Carry the podcast transcript below forward from its last line, keeping the same back-and-forth between Chris and Alfredo.

__Supplied text__:
= = = = = = =
In this episode, we talk about what happens in the shadows around our planet, from the phases of the Moon to why eclipses can turn our satellite blood red!

Listen on Apple Podcast or on your favourite podcast player through Anchor.

Chris
Welcome back to a brand new episode of The Astroholic Explains!

Alfredo
Welcome back. Glad you can join us!

Chris
How are you feeling today? You excited for more questions?

Alfredo
Always excited to answer more questions.

Chris
We have a couple of interesting and potentially quite heavy questions for you today. And of course they’re quite heavy because they’re about gravity!

Alfredo
I knew it was going to be about gravity. Just because the first time you said ‘heavy’, you just made one of those faces like ‘I’m about to make a pun, I’m making a pun! Are you ready for the pun?’

Chris
Well, I’m glad you understand the ‘gravity’ of the situation. Anyway…

Chris
Ughhhhhh. (He sighs, loudly, for an extended period of time)

Chris
Don’t break the microphone! I’m gonna tell you a little story to get you in the mood for this question. So this requires us to go back to the beginning, quite literally, of the universe, when an otherwise very lovely day in the pre-universal swathes of nothingness was interrupted by a very, very noisy Big Bang.

Alfredo
It wasn’t noisy.

Chris
I’M TELLING THE STORY!

Alfredo
All right, sorry, I’ll shut up! I guess now the podcast is called ‘Chris Narrates Stories!’

Chris
We’d be better off for it! So the Big Bang. Existence occurs, for lack of a better phrase, and it has been expanding ever since. Everything in the universe has been expanding. And I’m sure in one of our previous podcasts, you have made the point of suggesting that, you know, the universe is pretty much the same everywhere.
= = = = = = =
__Provided information__:
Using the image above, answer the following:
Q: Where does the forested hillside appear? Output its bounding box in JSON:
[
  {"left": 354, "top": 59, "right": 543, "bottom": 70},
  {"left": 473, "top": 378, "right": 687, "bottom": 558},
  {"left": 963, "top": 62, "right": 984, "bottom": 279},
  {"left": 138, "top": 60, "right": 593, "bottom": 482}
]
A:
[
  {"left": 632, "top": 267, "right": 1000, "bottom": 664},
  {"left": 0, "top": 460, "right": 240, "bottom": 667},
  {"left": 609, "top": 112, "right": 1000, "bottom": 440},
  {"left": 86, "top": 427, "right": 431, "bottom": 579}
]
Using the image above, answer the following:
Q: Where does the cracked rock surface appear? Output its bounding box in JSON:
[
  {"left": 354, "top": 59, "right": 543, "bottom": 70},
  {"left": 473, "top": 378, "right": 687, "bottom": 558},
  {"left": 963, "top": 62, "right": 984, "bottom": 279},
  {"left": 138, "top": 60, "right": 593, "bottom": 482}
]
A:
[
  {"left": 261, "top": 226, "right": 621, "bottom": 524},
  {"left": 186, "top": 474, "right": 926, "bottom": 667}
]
= = = = = = =
__Solved problem__:
Alfredo
Yeah. Good. On large scale, the universe is uniform, and isotropic. Cool, which means that it’s the same everywhere. And its also the same, whichever direction you look.

Chris
Okay, perfect! Because for the sake of this question I want to say “But it isn’t!”, or it can’t be, because at some points of the universe, little pockets of gravity or ‘gravity wells’ exist. Now, from what I understand about these, these are something to do with planet formation. We’ll get there in a bit. For now, how do gravity wells occur? Have they always been there? Do they suddenly grow? What causes that? Where did they come from?

Alfredo
Well, well, well.

Chris
(Laughs at the pun)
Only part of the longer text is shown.